* start Material provided *
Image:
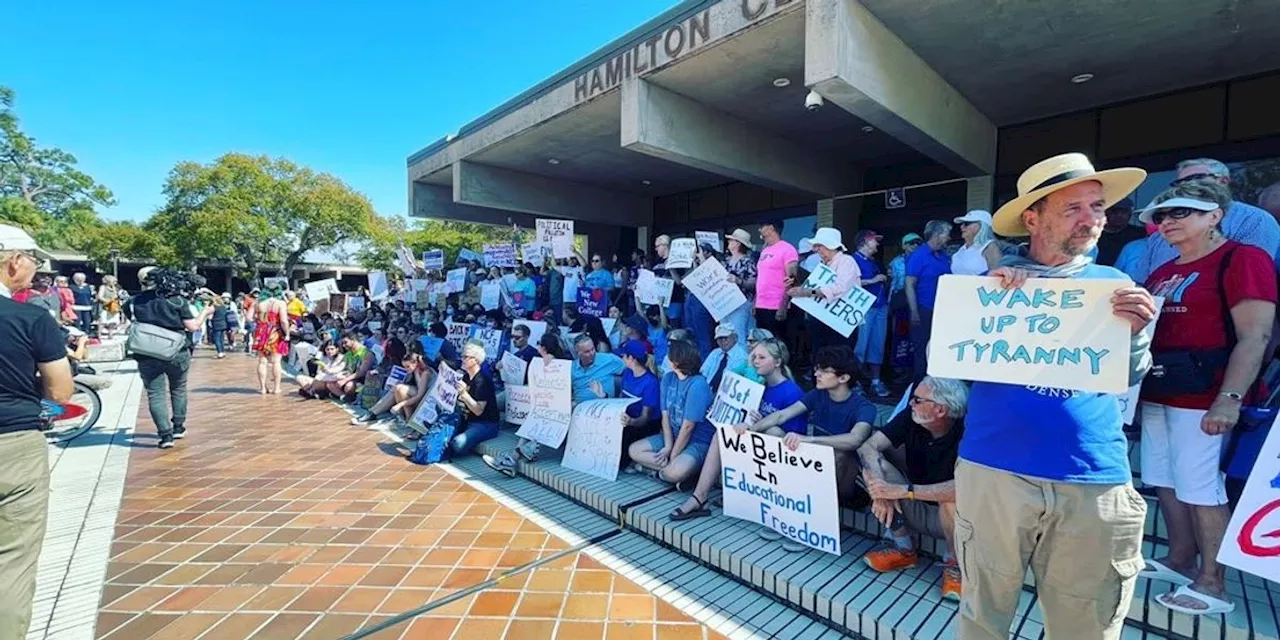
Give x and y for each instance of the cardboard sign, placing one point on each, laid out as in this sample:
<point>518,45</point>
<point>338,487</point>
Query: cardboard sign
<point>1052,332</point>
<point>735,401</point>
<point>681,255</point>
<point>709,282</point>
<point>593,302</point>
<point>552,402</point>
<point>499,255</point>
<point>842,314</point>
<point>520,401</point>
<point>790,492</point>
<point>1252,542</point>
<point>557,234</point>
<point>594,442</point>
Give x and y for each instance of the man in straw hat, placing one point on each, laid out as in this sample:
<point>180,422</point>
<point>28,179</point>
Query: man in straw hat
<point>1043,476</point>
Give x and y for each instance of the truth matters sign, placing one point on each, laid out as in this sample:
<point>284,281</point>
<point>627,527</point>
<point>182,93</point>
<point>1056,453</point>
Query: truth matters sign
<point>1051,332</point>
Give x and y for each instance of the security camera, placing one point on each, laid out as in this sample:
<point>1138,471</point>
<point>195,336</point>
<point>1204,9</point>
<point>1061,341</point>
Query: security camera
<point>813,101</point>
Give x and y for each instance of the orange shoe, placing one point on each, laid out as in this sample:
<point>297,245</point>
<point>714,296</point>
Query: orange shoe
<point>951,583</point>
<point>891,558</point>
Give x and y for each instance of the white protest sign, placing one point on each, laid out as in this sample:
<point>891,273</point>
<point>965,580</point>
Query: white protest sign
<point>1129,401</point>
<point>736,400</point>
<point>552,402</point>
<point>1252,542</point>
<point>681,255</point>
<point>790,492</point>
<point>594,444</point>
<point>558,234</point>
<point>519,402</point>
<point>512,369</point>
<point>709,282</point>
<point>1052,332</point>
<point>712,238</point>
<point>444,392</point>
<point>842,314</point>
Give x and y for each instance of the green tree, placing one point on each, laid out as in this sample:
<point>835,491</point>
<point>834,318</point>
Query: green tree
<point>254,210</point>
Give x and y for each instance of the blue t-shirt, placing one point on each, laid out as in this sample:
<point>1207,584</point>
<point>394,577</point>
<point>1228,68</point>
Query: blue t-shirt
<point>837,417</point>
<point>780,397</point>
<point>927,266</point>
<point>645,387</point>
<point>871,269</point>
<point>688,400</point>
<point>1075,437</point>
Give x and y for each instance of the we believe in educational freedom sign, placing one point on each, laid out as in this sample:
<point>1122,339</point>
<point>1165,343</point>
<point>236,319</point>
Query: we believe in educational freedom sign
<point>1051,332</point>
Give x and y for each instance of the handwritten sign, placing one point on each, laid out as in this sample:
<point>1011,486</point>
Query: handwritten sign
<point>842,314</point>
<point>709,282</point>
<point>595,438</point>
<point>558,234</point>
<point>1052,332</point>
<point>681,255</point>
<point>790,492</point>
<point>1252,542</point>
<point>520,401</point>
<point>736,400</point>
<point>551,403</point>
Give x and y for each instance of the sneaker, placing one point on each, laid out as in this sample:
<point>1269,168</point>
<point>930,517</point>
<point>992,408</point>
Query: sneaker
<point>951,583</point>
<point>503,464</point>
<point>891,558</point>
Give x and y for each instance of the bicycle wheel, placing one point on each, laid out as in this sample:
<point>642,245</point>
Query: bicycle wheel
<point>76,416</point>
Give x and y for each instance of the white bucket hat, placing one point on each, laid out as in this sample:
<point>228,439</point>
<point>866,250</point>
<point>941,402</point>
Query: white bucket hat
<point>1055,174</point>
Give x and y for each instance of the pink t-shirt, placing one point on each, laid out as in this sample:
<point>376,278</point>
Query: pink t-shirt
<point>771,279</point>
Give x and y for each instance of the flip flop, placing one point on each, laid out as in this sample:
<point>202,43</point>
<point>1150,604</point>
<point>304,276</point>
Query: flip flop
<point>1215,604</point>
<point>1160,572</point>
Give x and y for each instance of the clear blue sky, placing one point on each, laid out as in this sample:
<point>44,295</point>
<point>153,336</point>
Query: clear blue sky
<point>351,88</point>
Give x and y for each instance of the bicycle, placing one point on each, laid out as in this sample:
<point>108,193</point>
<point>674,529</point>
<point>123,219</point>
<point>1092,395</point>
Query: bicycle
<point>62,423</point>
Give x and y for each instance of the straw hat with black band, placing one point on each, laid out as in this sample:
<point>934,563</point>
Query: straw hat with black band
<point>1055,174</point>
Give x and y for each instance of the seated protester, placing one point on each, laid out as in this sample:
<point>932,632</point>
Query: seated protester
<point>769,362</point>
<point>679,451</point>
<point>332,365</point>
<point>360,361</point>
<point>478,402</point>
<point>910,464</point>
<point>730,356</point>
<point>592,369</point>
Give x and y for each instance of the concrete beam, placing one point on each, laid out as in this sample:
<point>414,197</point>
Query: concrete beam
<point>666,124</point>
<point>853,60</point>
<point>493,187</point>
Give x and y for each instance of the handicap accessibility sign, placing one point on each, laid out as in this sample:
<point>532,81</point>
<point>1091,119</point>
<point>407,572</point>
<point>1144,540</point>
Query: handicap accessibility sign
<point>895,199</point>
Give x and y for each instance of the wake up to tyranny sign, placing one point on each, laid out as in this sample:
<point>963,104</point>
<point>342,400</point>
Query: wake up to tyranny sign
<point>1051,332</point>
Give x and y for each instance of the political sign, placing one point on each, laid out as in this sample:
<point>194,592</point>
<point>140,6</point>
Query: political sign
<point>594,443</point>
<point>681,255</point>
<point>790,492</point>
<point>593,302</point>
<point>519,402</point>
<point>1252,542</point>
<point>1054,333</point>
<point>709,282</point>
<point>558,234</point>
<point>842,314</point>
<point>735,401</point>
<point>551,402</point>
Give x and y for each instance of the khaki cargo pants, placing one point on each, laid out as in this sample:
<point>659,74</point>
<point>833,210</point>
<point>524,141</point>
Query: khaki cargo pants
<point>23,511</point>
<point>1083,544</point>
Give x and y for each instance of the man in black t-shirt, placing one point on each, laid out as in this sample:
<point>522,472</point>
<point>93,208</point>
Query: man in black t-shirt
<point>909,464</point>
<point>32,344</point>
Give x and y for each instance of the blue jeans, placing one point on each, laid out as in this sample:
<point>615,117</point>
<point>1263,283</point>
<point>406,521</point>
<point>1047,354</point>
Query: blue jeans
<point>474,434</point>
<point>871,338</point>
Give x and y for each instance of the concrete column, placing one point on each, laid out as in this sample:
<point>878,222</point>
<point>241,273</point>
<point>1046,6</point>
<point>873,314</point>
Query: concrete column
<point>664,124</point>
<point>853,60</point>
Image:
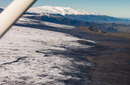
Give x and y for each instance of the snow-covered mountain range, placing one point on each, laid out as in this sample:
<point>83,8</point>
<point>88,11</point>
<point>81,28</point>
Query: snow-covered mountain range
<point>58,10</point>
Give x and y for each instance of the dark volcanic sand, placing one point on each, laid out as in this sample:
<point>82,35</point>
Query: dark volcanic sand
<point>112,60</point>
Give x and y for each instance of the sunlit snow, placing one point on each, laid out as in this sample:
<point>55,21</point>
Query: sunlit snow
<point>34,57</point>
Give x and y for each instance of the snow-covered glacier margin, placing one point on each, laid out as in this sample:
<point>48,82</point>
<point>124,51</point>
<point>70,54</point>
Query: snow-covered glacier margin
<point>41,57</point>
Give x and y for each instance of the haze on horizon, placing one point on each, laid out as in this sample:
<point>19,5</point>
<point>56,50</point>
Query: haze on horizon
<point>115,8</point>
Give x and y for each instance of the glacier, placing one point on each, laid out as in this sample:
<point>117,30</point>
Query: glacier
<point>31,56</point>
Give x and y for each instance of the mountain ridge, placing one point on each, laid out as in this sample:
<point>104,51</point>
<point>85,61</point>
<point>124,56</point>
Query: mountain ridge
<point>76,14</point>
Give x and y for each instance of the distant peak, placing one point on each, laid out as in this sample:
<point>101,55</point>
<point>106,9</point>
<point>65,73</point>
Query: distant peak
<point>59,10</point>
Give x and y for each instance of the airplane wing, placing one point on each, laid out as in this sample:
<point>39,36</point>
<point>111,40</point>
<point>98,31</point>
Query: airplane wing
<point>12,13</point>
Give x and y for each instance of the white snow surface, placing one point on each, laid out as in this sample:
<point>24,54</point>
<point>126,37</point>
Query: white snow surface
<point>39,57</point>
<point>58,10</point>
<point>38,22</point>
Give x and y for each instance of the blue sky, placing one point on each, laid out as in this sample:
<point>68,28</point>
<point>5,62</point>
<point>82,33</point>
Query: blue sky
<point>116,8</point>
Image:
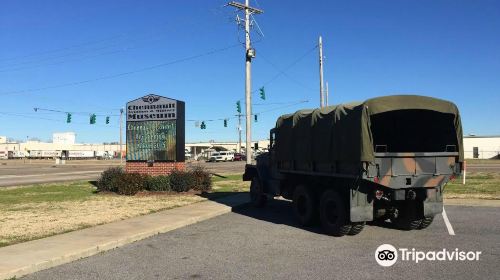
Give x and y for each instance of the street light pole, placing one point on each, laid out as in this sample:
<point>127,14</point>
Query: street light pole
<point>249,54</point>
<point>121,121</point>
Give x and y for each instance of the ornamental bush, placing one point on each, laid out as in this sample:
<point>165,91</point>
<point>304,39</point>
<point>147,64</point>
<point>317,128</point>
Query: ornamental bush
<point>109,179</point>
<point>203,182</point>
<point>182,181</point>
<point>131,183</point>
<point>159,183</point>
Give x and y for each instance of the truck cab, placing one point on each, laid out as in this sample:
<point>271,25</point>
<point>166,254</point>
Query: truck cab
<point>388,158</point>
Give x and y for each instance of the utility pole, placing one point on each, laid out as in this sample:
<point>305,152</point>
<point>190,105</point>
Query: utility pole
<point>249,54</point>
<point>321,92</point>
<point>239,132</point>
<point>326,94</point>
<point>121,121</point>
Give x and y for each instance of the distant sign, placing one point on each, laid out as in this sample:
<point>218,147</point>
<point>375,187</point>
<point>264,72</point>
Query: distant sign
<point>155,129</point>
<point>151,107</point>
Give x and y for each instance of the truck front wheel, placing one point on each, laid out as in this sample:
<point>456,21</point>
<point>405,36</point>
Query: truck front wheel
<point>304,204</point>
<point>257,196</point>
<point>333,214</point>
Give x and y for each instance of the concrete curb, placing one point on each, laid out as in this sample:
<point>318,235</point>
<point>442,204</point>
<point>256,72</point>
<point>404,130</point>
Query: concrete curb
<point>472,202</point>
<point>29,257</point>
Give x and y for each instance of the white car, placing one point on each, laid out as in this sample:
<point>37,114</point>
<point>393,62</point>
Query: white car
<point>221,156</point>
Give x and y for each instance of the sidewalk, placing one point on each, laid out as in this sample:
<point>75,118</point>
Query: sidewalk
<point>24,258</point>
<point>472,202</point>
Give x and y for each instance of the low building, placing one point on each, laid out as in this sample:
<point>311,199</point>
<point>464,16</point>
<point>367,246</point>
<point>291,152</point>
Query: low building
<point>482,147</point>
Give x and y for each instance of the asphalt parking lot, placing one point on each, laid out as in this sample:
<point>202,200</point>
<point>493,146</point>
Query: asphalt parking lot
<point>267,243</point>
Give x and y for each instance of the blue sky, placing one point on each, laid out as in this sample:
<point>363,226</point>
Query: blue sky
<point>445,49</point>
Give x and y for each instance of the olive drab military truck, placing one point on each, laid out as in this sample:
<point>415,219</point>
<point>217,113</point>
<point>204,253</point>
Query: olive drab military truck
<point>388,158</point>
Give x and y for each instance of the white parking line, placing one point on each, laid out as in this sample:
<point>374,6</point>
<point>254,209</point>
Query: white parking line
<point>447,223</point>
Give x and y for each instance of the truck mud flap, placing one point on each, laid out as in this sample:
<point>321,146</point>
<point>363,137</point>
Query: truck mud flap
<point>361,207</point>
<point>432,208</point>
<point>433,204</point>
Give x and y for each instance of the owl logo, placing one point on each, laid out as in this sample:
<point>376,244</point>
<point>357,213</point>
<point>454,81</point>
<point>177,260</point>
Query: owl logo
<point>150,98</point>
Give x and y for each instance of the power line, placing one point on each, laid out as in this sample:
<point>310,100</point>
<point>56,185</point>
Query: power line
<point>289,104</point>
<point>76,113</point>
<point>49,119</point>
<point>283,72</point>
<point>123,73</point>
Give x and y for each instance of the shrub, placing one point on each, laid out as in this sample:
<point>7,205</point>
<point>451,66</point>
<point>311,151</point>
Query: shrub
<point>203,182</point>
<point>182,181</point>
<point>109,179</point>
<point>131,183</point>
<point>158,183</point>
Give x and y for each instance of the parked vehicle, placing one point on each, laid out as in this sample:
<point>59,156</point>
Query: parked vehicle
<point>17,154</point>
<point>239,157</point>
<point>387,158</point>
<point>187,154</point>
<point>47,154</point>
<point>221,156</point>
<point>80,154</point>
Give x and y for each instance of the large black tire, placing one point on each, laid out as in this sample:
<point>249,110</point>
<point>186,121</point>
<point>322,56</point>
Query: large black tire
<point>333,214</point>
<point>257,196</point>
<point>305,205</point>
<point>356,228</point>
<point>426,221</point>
* end Material provided *
- Your objective
Only the lines from the one containing "Give x and y for each instance of the shrub, placing" through the end of the entries above belong in the answer; repeat them exactly.

- Task response
Give x and y for each instance of the shrub, placing one point on each, laid out as in this sample:
<point>7,205</point>
<point>451,66</point>
<point>311,151</point>
Query: shrub
<point>203,182</point>
<point>182,181</point>
<point>109,179</point>
<point>131,183</point>
<point>158,183</point>
Give x and y for each instance of the parked vehicle, placing one point on each, laid out as in this sample:
<point>59,156</point>
Query: parked vehicle
<point>17,154</point>
<point>239,157</point>
<point>387,158</point>
<point>187,154</point>
<point>47,154</point>
<point>221,156</point>
<point>80,154</point>
Give x and y for each instance of the large black tire, placing one point on each, laid out as in this sample:
<point>249,110</point>
<point>186,121</point>
<point>322,56</point>
Query: large black tire
<point>333,214</point>
<point>257,196</point>
<point>305,205</point>
<point>356,228</point>
<point>426,221</point>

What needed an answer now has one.